Extracted text:
■ ■ ■

I have no idea why there is a cardboard box on a stick. My guess would be some kind of den, but they won't tell me - apparently it's a secret.
As the parent of a severely disabled child I have learnt, over the years, how to get along with the professionals Smiler has brought into our lives. I was the professional going into peoples homes for several years, and (to a certain extent) I know the system. I know decisions aren't made overnight, I know how important it is to keep up to date phone numbers on file, and I know that (whether it's fair or not) if you treat the professionals with respect and don't let it get personal then you are more likely to get what you want.

■ ■ ■

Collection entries

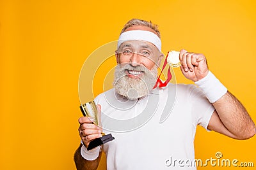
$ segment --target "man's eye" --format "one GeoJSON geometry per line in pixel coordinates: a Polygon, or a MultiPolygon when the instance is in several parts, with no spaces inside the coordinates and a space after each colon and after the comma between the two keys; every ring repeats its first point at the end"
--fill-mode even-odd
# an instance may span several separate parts
{"type": "Polygon", "coordinates": [[[149,55],[149,52],[143,52],[142,53],[149,55]]]}
{"type": "Polygon", "coordinates": [[[123,53],[124,53],[124,55],[129,55],[129,54],[132,53],[132,52],[127,50],[124,51],[124,52],[123,52],[123,53]]]}

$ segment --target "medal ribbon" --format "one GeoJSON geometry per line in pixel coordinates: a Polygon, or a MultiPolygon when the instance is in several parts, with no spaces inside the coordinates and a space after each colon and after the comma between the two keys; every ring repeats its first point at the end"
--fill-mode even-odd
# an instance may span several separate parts
{"type": "Polygon", "coordinates": [[[157,86],[159,87],[166,87],[168,83],[169,83],[170,80],[171,80],[171,79],[172,79],[172,73],[171,73],[171,71],[170,70],[170,66],[169,66],[168,71],[167,71],[167,79],[166,79],[166,80],[165,80],[164,82],[163,82],[160,80],[160,76],[161,76],[161,74],[162,74],[163,70],[164,70],[164,69],[166,66],[166,64],[167,64],[167,57],[168,57],[168,55],[169,55],[169,52],[167,53],[166,57],[165,58],[165,60],[164,60],[164,65],[163,66],[162,70],[161,71],[160,74],[157,78],[157,81],[156,82],[156,85],[154,87],[153,89],[155,89],[156,87],[157,87],[157,86]]]}

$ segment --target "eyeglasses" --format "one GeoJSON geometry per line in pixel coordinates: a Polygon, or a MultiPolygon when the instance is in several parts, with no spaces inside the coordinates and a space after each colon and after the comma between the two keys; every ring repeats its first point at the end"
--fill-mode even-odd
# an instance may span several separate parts
{"type": "Polygon", "coordinates": [[[124,55],[125,55],[127,57],[131,57],[134,53],[140,55],[141,55],[142,57],[151,57],[152,56],[152,54],[150,52],[148,52],[147,50],[143,50],[141,52],[132,52],[131,50],[125,50],[124,52],[120,52],[119,53],[122,53],[124,55]]]}

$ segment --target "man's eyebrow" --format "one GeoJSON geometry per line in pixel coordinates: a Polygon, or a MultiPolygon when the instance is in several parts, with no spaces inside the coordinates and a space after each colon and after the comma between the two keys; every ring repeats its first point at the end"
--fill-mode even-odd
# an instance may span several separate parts
{"type": "Polygon", "coordinates": [[[131,44],[125,44],[125,45],[123,45],[122,48],[123,48],[124,47],[131,47],[131,46],[132,46],[131,44]]]}

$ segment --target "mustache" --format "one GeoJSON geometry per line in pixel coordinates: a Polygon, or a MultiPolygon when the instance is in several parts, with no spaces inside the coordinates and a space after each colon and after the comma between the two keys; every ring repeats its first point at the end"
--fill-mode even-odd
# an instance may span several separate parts
{"type": "Polygon", "coordinates": [[[138,65],[136,66],[133,66],[131,65],[130,64],[121,64],[120,66],[120,69],[121,71],[125,71],[126,69],[128,70],[132,70],[132,71],[150,71],[149,69],[148,69],[146,67],[143,66],[141,65],[138,65]],[[122,65],[122,66],[121,66],[122,65]]]}

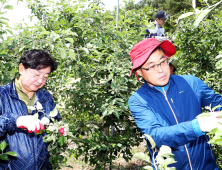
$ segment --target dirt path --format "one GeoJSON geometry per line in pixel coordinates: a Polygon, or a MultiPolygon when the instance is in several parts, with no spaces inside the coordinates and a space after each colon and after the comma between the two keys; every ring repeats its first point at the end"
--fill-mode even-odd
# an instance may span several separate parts
{"type": "MultiPolygon", "coordinates": [[[[131,152],[132,154],[135,154],[137,152],[145,152],[146,151],[146,142],[145,140],[138,146],[138,147],[133,147],[131,152]]],[[[69,165],[73,167],[72,168],[62,168],[62,170],[92,170],[93,168],[90,167],[89,165],[85,164],[81,160],[69,160],[68,161],[69,165]]],[[[113,165],[116,166],[117,170],[140,170],[142,169],[144,164],[143,162],[137,160],[137,159],[131,159],[130,162],[126,162],[123,158],[122,155],[119,155],[119,158],[113,161],[113,165]]],[[[109,168],[107,168],[108,170],[109,168]]]]}

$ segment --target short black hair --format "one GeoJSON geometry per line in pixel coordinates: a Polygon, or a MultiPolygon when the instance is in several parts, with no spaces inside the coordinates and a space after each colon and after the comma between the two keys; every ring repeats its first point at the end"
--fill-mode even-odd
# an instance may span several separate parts
{"type": "Polygon", "coordinates": [[[32,49],[22,54],[19,64],[23,64],[25,69],[43,69],[48,66],[51,67],[51,72],[57,69],[55,59],[47,52],[38,49],[32,49]]]}

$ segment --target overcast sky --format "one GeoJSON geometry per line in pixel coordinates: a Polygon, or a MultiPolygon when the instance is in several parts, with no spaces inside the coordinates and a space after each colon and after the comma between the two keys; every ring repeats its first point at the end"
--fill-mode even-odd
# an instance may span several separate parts
{"type": "MultiPolygon", "coordinates": [[[[124,0],[119,0],[119,3],[124,5],[124,0]]],[[[138,2],[139,0],[134,0],[135,2],[138,2]]],[[[105,8],[108,10],[113,10],[114,6],[117,6],[118,0],[102,0],[102,2],[105,4],[105,8]]],[[[29,26],[34,25],[38,19],[35,17],[33,18],[33,21],[31,22],[28,18],[29,15],[31,15],[31,10],[26,7],[25,2],[19,2],[17,4],[17,0],[10,0],[10,5],[13,5],[13,10],[7,10],[7,13],[4,14],[4,17],[9,19],[9,26],[12,28],[16,23],[20,23],[24,20],[25,23],[27,23],[29,26]]]]}

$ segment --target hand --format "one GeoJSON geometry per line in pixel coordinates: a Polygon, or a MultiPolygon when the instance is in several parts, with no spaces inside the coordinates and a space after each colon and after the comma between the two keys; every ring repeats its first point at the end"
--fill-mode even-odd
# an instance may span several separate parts
{"type": "Polygon", "coordinates": [[[222,123],[222,119],[218,117],[219,112],[211,112],[210,117],[198,117],[199,127],[202,132],[210,132],[217,128],[217,122],[222,123]]]}
{"type": "Polygon", "coordinates": [[[45,129],[45,127],[41,124],[39,119],[34,120],[33,115],[20,116],[16,121],[16,125],[18,128],[27,129],[29,133],[32,132],[39,133],[40,130],[45,129]]]}

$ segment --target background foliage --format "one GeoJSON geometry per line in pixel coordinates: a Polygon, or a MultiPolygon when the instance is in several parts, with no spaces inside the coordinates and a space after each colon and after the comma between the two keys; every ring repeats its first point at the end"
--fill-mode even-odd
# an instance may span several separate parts
{"type": "MultiPolygon", "coordinates": [[[[37,48],[51,53],[59,66],[45,88],[53,93],[63,119],[71,125],[73,141],[78,145],[72,154],[75,158],[84,156],[97,169],[107,163],[112,166],[120,152],[129,160],[130,149],[142,141],[127,104],[129,96],[140,87],[135,75],[128,77],[129,52],[144,38],[157,10],[167,9],[172,15],[165,28],[175,37],[180,60],[177,74],[193,74],[222,92],[221,71],[215,69],[215,57],[222,46],[220,10],[213,10],[199,27],[193,28],[195,18],[185,18],[179,24],[176,21],[183,11],[193,10],[188,1],[183,1],[187,6],[180,10],[170,10],[175,4],[167,0],[167,7],[156,7],[154,1],[129,2],[120,9],[116,27],[116,10],[107,11],[99,2],[92,2],[87,9],[71,0],[27,2],[40,23],[31,28],[19,24],[18,35],[0,42],[0,84],[18,75],[18,60],[26,50],[37,48]]],[[[217,156],[219,160],[221,155],[217,156]]]]}

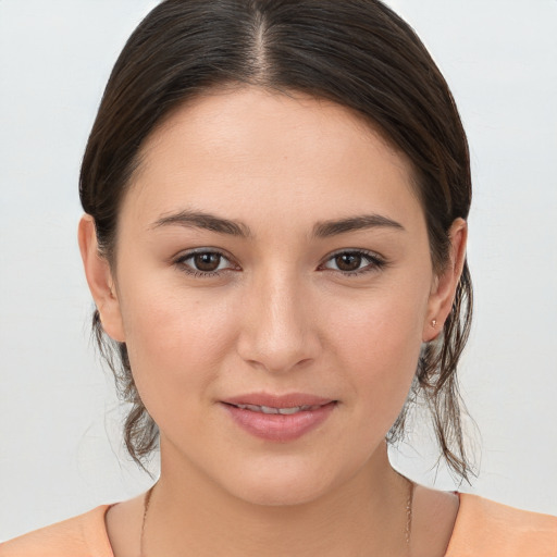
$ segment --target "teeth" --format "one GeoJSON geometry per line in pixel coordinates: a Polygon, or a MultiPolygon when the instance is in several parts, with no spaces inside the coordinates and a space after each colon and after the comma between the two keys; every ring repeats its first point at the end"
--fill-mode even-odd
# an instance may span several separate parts
{"type": "Polygon", "coordinates": [[[307,411],[307,410],[317,410],[321,408],[320,405],[315,406],[293,406],[292,408],[273,408],[271,406],[256,406],[256,405],[235,405],[237,408],[242,410],[251,410],[252,412],[261,412],[261,413],[280,413],[283,416],[288,416],[296,412],[307,411]]]}

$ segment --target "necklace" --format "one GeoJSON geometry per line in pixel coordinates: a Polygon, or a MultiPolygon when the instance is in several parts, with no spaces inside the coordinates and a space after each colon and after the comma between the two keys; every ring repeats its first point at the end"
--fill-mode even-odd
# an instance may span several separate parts
{"type": "MultiPolygon", "coordinates": [[[[408,497],[406,499],[406,528],[405,528],[405,540],[406,546],[408,548],[407,555],[410,556],[410,537],[412,534],[412,503],[413,503],[413,482],[411,480],[406,479],[408,486],[408,497]]],[[[152,491],[154,488],[153,484],[151,488],[145,495],[145,506],[144,506],[144,519],[141,522],[141,537],[139,541],[139,557],[146,557],[144,553],[144,537],[145,537],[145,524],[147,522],[147,512],[149,510],[149,504],[151,502],[152,491]]]]}

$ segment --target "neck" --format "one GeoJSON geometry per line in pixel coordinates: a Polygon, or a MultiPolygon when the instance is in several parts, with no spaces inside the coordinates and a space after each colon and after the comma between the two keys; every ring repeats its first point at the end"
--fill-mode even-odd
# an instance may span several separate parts
{"type": "Polygon", "coordinates": [[[145,523],[144,555],[268,557],[407,555],[409,483],[382,444],[342,485],[296,505],[261,505],[222,490],[161,443],[161,478],[145,523]],[[187,552],[186,552],[187,549],[187,552]]]}

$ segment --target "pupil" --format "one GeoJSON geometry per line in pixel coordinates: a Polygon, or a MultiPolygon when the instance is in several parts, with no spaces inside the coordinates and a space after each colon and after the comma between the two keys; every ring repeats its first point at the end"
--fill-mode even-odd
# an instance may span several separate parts
{"type": "Polygon", "coordinates": [[[361,256],[350,253],[337,256],[336,265],[341,271],[356,271],[361,265],[361,256]]]}
{"type": "Polygon", "coordinates": [[[215,271],[221,262],[221,256],[219,253],[198,253],[194,258],[196,268],[199,271],[215,271]]]}

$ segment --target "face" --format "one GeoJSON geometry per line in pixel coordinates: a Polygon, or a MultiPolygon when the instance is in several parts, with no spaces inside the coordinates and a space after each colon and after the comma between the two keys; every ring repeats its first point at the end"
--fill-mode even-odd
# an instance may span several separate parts
{"type": "Polygon", "coordinates": [[[145,145],[115,257],[97,306],[163,469],[249,502],[311,500],[370,466],[442,319],[408,161],[301,95],[174,113],[145,145]]]}

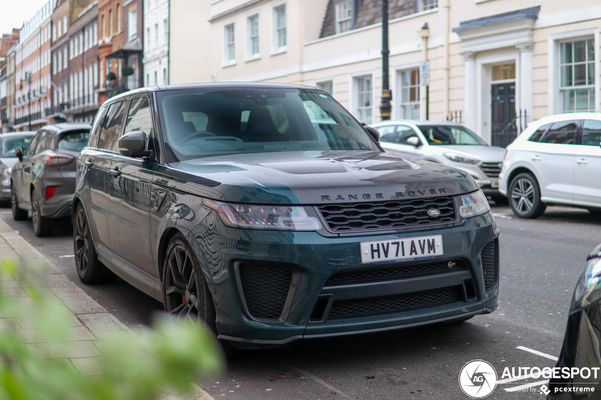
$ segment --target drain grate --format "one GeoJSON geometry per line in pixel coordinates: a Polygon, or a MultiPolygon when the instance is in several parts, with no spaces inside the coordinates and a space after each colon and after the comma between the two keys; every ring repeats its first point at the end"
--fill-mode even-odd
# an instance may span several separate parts
{"type": "Polygon", "coordinates": [[[294,379],[294,378],[298,378],[299,375],[295,375],[292,372],[290,372],[287,371],[278,371],[276,372],[272,372],[271,374],[266,374],[263,375],[265,377],[265,379],[267,380],[270,382],[273,382],[274,381],[282,381],[285,379],[294,379]]]}

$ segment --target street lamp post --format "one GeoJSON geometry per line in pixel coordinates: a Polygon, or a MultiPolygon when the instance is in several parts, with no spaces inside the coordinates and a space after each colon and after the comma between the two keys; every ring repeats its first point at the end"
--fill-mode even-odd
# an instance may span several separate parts
{"type": "Polygon", "coordinates": [[[390,101],[392,92],[388,79],[388,0],[382,0],[382,103],[380,115],[382,121],[390,119],[390,101]]]}

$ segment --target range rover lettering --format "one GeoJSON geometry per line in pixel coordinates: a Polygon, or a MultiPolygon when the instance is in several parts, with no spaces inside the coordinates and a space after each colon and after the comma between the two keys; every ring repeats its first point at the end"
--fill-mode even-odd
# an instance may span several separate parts
{"type": "Polygon", "coordinates": [[[79,276],[118,275],[237,347],[493,312],[498,229],[478,184],[378,137],[309,86],[111,98],[78,161],[79,276]]]}

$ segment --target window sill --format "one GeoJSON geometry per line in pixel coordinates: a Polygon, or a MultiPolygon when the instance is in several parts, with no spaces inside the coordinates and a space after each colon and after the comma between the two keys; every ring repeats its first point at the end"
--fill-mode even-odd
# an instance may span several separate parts
{"type": "Polygon", "coordinates": [[[254,55],[254,56],[252,56],[251,57],[249,57],[246,59],[244,60],[244,62],[250,62],[251,61],[254,61],[255,60],[260,60],[260,59],[261,59],[261,55],[260,54],[257,54],[257,55],[254,55]]]}
{"type": "Polygon", "coordinates": [[[272,52],[269,54],[269,55],[276,56],[278,54],[282,54],[282,53],[285,53],[287,51],[288,51],[287,46],[284,46],[283,47],[279,47],[272,51],[272,52]]]}

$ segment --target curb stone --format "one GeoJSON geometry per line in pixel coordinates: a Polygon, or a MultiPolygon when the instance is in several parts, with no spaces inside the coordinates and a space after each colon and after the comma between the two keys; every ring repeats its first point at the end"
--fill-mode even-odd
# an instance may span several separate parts
{"type": "MultiPolygon", "coordinates": [[[[27,346],[32,349],[43,349],[55,353],[57,358],[69,358],[75,367],[84,375],[93,375],[93,366],[97,357],[102,356],[103,339],[123,335],[135,336],[131,329],[90,297],[81,288],[74,284],[41,253],[27,240],[0,219],[0,257],[4,259],[21,259],[38,266],[43,267],[46,285],[66,306],[66,313],[72,317],[70,326],[77,332],[76,344],[69,345],[62,343],[36,343],[35,329],[31,329],[32,342],[27,346]],[[66,354],[66,356],[65,355],[66,354]]],[[[15,281],[9,276],[0,276],[0,283],[10,296],[26,297],[26,282],[15,281]]],[[[17,318],[23,329],[31,327],[30,317],[17,318]]],[[[185,400],[215,400],[200,387],[192,383],[192,393],[185,400]]],[[[163,400],[174,400],[177,393],[166,390],[163,400]]]]}

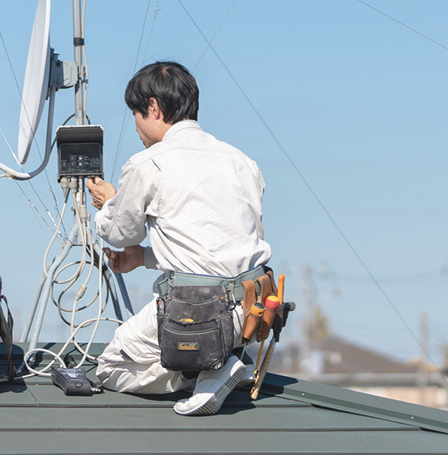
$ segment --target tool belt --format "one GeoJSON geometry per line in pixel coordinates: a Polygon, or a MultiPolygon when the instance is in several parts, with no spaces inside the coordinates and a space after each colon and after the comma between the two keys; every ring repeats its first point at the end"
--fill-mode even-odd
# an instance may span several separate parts
{"type": "Polygon", "coordinates": [[[172,272],[158,288],[162,365],[183,372],[225,365],[233,348],[234,304],[241,304],[245,326],[252,304],[277,292],[272,271],[264,265],[231,278],[172,272]]]}
{"type": "Polygon", "coordinates": [[[170,288],[158,300],[162,366],[173,371],[218,370],[233,348],[233,318],[223,286],[170,288]]]}

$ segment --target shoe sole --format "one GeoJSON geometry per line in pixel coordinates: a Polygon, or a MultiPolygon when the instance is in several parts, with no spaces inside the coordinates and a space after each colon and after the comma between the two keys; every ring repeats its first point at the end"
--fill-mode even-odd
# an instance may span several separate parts
{"type": "Polygon", "coordinates": [[[216,414],[223,405],[227,396],[237,386],[237,384],[241,381],[243,376],[244,376],[245,371],[246,367],[241,365],[234,372],[233,376],[231,376],[224,383],[222,388],[217,393],[212,395],[204,403],[197,409],[185,413],[178,412],[178,411],[176,412],[184,416],[210,416],[216,414]]]}

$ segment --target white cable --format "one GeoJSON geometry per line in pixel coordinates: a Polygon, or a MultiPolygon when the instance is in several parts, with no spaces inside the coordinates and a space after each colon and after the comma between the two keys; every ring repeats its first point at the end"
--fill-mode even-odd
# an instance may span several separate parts
{"type": "MultiPolygon", "coordinates": [[[[27,352],[25,353],[25,355],[24,356],[24,362],[25,365],[27,365],[27,368],[29,371],[31,372],[30,374],[24,374],[24,376],[18,376],[14,378],[14,379],[26,379],[29,377],[32,377],[33,376],[46,376],[46,377],[50,377],[51,376],[50,373],[46,373],[45,372],[49,370],[52,365],[55,363],[56,360],[58,360],[59,361],[59,363],[61,364],[61,366],[63,368],[65,368],[65,363],[64,363],[64,360],[62,358],[60,357],[60,356],[63,354],[64,351],[65,349],[67,347],[70,342],[72,340],[73,337],[76,335],[78,331],[83,328],[85,326],[88,326],[91,324],[92,322],[94,322],[95,321],[97,321],[97,318],[94,318],[92,319],[88,319],[87,321],[85,321],[84,322],[81,323],[76,330],[74,332],[73,335],[71,335],[69,340],[65,342],[64,346],[59,349],[59,352],[56,354],[54,352],[52,352],[51,351],[48,351],[48,349],[44,349],[43,348],[35,348],[34,349],[31,349],[30,351],[28,351],[27,352]],[[44,352],[46,354],[48,354],[51,356],[52,356],[55,359],[52,360],[48,365],[47,365],[44,368],[40,370],[34,370],[27,363],[28,358],[30,357],[31,354],[32,354],[34,352],[44,352]]],[[[115,322],[118,324],[122,324],[123,321],[120,321],[120,319],[115,319],[113,318],[100,318],[99,321],[108,321],[108,322],[115,322]]],[[[84,358],[83,360],[83,362],[85,359],[84,358]]],[[[78,366],[80,365],[80,363],[76,366],[76,368],[78,368],[78,366]]],[[[7,380],[0,380],[0,383],[1,382],[6,382],[7,380]]]]}
{"type": "Polygon", "coordinates": [[[67,201],[69,200],[69,193],[67,192],[66,196],[65,197],[65,202],[64,202],[64,205],[62,206],[62,210],[61,211],[61,214],[59,218],[59,223],[57,223],[57,226],[56,227],[56,231],[55,232],[55,234],[53,234],[52,237],[51,237],[51,240],[50,241],[50,243],[48,244],[48,246],[47,246],[47,249],[46,250],[45,254],[43,255],[43,272],[45,273],[46,276],[48,276],[48,272],[47,271],[47,258],[48,257],[48,253],[50,253],[50,248],[53,244],[53,242],[55,241],[55,239],[57,237],[57,234],[59,233],[59,229],[61,227],[61,224],[62,223],[62,217],[64,216],[65,209],[67,206],[67,201]]]}
{"type": "MultiPolygon", "coordinates": [[[[75,337],[74,335],[72,335],[73,337],[73,341],[74,344],[76,346],[76,348],[80,351],[83,352],[83,358],[81,358],[80,361],[79,363],[76,365],[76,368],[78,368],[80,367],[81,365],[84,363],[85,360],[86,358],[89,358],[90,360],[94,360],[95,358],[93,356],[90,356],[88,352],[89,349],[90,349],[90,346],[92,345],[92,343],[93,342],[93,339],[94,338],[95,335],[97,334],[97,330],[98,330],[98,326],[99,325],[99,321],[101,321],[101,315],[102,314],[103,309],[102,309],[102,300],[103,300],[103,254],[102,254],[102,251],[103,251],[103,246],[104,246],[104,241],[102,239],[100,240],[100,247],[101,247],[101,251],[102,253],[99,255],[99,258],[98,258],[98,290],[99,290],[99,298],[98,298],[98,314],[97,316],[97,322],[95,323],[95,326],[93,328],[93,330],[92,332],[92,335],[90,337],[90,340],[89,340],[89,342],[88,343],[88,345],[85,348],[85,351],[83,351],[80,348],[80,346],[78,344],[78,343],[76,342],[75,341],[75,337]]],[[[92,260],[93,262],[93,260],[92,260]]],[[[72,317],[72,321],[74,320],[74,317],[72,317]]]]}

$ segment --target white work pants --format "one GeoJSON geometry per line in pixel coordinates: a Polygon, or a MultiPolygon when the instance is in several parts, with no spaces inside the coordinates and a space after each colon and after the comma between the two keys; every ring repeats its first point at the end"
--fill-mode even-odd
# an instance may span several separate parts
{"type": "MultiPolygon", "coordinates": [[[[107,388],[135,393],[166,393],[191,388],[194,379],[164,368],[158,341],[155,298],[118,327],[98,358],[97,375],[107,388]]],[[[244,316],[241,305],[233,311],[234,347],[241,346],[244,316]]]]}

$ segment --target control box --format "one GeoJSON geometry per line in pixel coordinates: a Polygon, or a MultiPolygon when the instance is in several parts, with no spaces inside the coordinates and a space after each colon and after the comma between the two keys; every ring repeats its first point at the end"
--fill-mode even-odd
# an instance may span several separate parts
{"type": "Polygon", "coordinates": [[[56,141],[58,182],[62,177],[104,178],[101,125],[59,127],[56,141]]]}

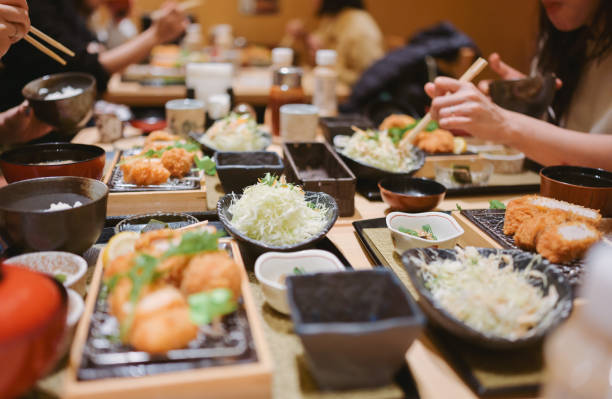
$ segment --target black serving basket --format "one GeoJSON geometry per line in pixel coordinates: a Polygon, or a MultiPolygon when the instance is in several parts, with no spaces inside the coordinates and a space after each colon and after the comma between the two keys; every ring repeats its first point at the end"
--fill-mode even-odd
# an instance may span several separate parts
{"type": "MultiPolygon", "coordinates": [[[[487,257],[490,254],[507,254],[514,260],[514,269],[525,269],[534,259],[535,254],[521,251],[518,249],[492,249],[478,248],[478,252],[487,257]]],[[[550,286],[554,286],[559,295],[557,304],[544,320],[534,327],[526,336],[511,340],[482,333],[464,322],[457,319],[446,309],[444,309],[434,299],[432,293],[425,286],[423,275],[418,265],[412,260],[413,257],[421,258],[430,263],[438,259],[455,259],[455,250],[437,248],[419,248],[406,251],[402,255],[402,263],[408,272],[412,285],[419,294],[419,305],[430,321],[437,324],[452,335],[468,341],[476,346],[488,349],[517,349],[521,347],[538,344],[551,332],[557,325],[569,317],[573,307],[573,292],[569,281],[559,269],[551,265],[547,260],[536,260],[532,265],[532,270],[538,270],[546,276],[546,281],[533,279],[530,281],[536,287],[547,292],[550,286]]]]}
{"type": "Polygon", "coordinates": [[[306,191],[306,201],[312,202],[315,205],[323,204],[327,208],[327,214],[325,215],[327,223],[325,224],[325,227],[318,234],[301,243],[285,246],[268,245],[261,241],[247,237],[232,225],[232,214],[229,212],[229,207],[234,198],[239,199],[240,197],[241,194],[226,194],[221,197],[219,202],[217,202],[217,214],[225,231],[227,231],[234,239],[236,239],[236,241],[238,241],[238,246],[240,247],[240,252],[245,259],[245,264],[251,264],[251,260],[256,259],[257,256],[263,254],[264,252],[292,252],[310,248],[325,237],[327,232],[333,227],[336,219],[338,219],[338,205],[332,196],[321,192],[306,191]]]}
{"type": "Polygon", "coordinates": [[[336,200],[340,216],[355,213],[356,178],[327,143],[284,143],[287,178],[306,191],[323,191],[336,200]]]}
{"type": "Polygon", "coordinates": [[[280,176],[285,168],[281,157],[270,151],[217,152],[213,159],[226,193],[241,193],[266,173],[280,176]]]}
{"type": "Polygon", "coordinates": [[[291,318],[321,389],[390,384],[424,316],[388,270],[291,276],[291,318]]]}

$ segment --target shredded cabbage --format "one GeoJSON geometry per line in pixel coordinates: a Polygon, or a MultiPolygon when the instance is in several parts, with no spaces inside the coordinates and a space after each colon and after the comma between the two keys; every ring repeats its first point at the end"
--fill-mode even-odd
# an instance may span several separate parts
{"type": "Polygon", "coordinates": [[[257,121],[250,115],[236,113],[215,122],[200,140],[221,151],[261,150],[266,144],[257,121]]]}
{"type": "Polygon", "coordinates": [[[546,282],[532,270],[514,270],[512,257],[484,257],[474,247],[457,248],[456,260],[427,264],[413,257],[435,300],[453,316],[487,335],[515,340],[529,334],[555,307],[559,298],[553,285],[546,295],[529,283],[546,282]],[[502,265],[500,267],[500,265],[502,265]]]}
{"type": "Polygon", "coordinates": [[[326,224],[324,204],[306,201],[299,186],[269,174],[234,196],[228,211],[232,225],[248,237],[273,246],[304,242],[326,224]]]}
{"type": "Polygon", "coordinates": [[[367,165],[389,172],[407,172],[414,168],[415,159],[408,150],[395,146],[389,133],[358,130],[349,139],[342,151],[344,155],[367,165]]]}

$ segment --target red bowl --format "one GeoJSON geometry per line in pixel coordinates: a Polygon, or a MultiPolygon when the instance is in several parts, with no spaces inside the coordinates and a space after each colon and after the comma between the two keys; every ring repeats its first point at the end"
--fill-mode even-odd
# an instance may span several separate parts
{"type": "Polygon", "coordinates": [[[0,169],[9,183],[50,176],[102,179],[106,153],[95,145],[44,143],[15,148],[0,155],[0,169]]]}
{"type": "Polygon", "coordinates": [[[68,294],[54,278],[25,267],[1,265],[0,278],[0,397],[14,398],[55,364],[68,294]]]}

■ ■ ■

What the task asks:
According to the text about parenting a severely disabled child, what outcome becomes more likely if one treats the professionals with respect and does not let it get personal?

The answer:
One is more likely to get what one wants.